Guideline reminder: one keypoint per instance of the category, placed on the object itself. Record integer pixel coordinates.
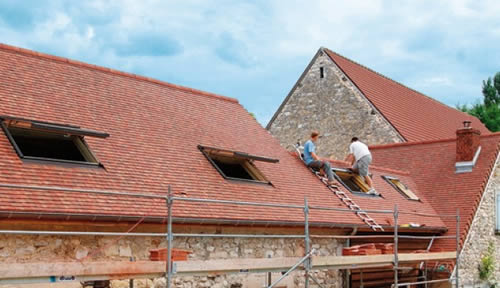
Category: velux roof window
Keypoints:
(402, 188)
(352, 181)
(48, 141)
(235, 165)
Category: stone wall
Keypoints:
(481, 233)
(335, 107)
(17, 248)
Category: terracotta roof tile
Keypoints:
(415, 116)
(432, 167)
(155, 128)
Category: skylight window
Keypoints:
(352, 181)
(49, 142)
(402, 188)
(236, 165)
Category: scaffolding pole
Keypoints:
(307, 241)
(395, 245)
(306, 260)
(170, 237)
(457, 261)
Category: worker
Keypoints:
(313, 161)
(360, 158)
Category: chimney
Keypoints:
(468, 147)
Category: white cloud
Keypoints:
(443, 47)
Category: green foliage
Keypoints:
(487, 265)
(488, 111)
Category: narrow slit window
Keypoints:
(402, 188)
(50, 142)
(498, 211)
(352, 181)
(236, 165)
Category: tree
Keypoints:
(488, 111)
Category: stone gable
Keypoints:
(332, 105)
(481, 233)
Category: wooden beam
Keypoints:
(125, 270)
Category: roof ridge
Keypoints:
(59, 59)
(424, 142)
(397, 82)
(376, 167)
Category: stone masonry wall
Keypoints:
(481, 233)
(335, 107)
(23, 248)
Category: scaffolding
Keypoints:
(305, 262)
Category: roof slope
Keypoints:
(415, 116)
(391, 197)
(432, 167)
(155, 129)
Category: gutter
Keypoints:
(193, 221)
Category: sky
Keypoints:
(256, 50)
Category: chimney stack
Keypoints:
(468, 140)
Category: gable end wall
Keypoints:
(335, 107)
(481, 233)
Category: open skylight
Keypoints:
(49, 142)
(402, 188)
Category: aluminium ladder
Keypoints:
(344, 198)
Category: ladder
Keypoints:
(344, 198)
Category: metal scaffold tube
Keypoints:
(396, 245)
(457, 261)
(169, 237)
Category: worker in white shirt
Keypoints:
(360, 158)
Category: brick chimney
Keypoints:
(467, 142)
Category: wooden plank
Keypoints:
(27, 270)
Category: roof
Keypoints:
(431, 165)
(155, 129)
(391, 197)
(414, 115)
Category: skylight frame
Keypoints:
(358, 181)
(241, 158)
(78, 141)
(407, 193)
(497, 212)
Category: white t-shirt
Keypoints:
(359, 150)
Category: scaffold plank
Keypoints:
(29, 272)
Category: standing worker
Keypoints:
(360, 158)
(313, 161)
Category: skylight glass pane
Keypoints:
(50, 146)
(402, 188)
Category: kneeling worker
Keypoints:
(313, 161)
(361, 158)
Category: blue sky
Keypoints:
(255, 50)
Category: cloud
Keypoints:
(145, 44)
(256, 50)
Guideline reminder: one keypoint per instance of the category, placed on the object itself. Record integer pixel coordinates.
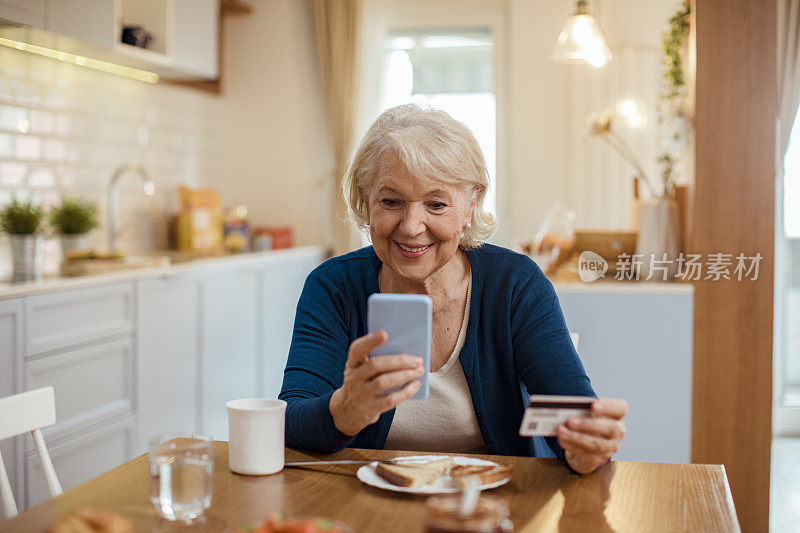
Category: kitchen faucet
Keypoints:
(113, 198)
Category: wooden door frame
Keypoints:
(733, 211)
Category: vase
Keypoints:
(658, 243)
(74, 242)
(27, 253)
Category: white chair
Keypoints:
(22, 413)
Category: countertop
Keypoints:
(562, 283)
(199, 265)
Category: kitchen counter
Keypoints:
(9, 290)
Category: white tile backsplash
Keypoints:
(64, 129)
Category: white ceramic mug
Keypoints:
(255, 432)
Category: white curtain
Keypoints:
(788, 68)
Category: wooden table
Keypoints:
(543, 496)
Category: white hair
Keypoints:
(430, 144)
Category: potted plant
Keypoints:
(72, 220)
(24, 223)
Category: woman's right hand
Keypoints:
(360, 401)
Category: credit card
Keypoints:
(545, 413)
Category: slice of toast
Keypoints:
(487, 473)
(414, 474)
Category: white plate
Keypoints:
(442, 485)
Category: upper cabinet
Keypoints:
(29, 12)
(183, 34)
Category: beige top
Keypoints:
(444, 421)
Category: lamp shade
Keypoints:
(581, 40)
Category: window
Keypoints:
(450, 70)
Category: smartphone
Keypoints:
(407, 320)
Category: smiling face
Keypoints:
(415, 223)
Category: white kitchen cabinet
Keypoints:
(168, 341)
(230, 362)
(195, 37)
(145, 354)
(79, 459)
(184, 33)
(62, 319)
(636, 344)
(93, 385)
(11, 312)
(281, 286)
(29, 12)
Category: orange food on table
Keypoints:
(295, 525)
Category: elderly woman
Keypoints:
(417, 184)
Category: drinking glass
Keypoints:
(181, 465)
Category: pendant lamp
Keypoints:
(581, 41)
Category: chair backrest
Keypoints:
(22, 413)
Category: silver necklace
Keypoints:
(463, 320)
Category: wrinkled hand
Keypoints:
(590, 441)
(360, 401)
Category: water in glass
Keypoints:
(180, 475)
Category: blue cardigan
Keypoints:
(516, 341)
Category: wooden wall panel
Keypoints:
(733, 212)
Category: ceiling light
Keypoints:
(581, 41)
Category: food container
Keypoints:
(490, 516)
(608, 244)
(262, 239)
(237, 232)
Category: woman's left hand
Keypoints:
(590, 441)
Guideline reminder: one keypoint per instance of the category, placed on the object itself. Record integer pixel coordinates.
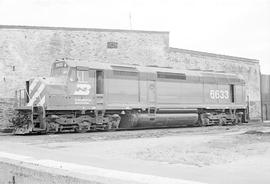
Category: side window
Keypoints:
(83, 75)
(232, 92)
(100, 82)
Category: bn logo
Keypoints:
(219, 94)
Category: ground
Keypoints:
(228, 154)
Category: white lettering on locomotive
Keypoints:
(82, 89)
(219, 94)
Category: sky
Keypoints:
(230, 27)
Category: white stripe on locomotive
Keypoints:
(36, 95)
(42, 101)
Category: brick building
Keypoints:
(27, 52)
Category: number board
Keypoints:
(112, 45)
(219, 94)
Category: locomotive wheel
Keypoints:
(222, 121)
(83, 127)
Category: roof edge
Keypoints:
(171, 49)
(78, 29)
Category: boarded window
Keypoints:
(125, 73)
(83, 75)
(100, 82)
(176, 76)
(112, 45)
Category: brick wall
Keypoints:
(249, 69)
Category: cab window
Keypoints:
(82, 75)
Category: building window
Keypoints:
(112, 45)
(99, 82)
(232, 92)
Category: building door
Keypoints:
(151, 96)
(265, 112)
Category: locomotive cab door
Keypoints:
(151, 93)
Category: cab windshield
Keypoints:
(59, 69)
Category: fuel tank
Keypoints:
(147, 120)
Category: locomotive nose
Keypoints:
(39, 87)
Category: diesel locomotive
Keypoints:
(81, 96)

__________________________________________________

* **ACTIVITY**
In the material above, tally each line where "locomotive" appears, and respond with only the tally.

* **OUTPUT BELOW**
6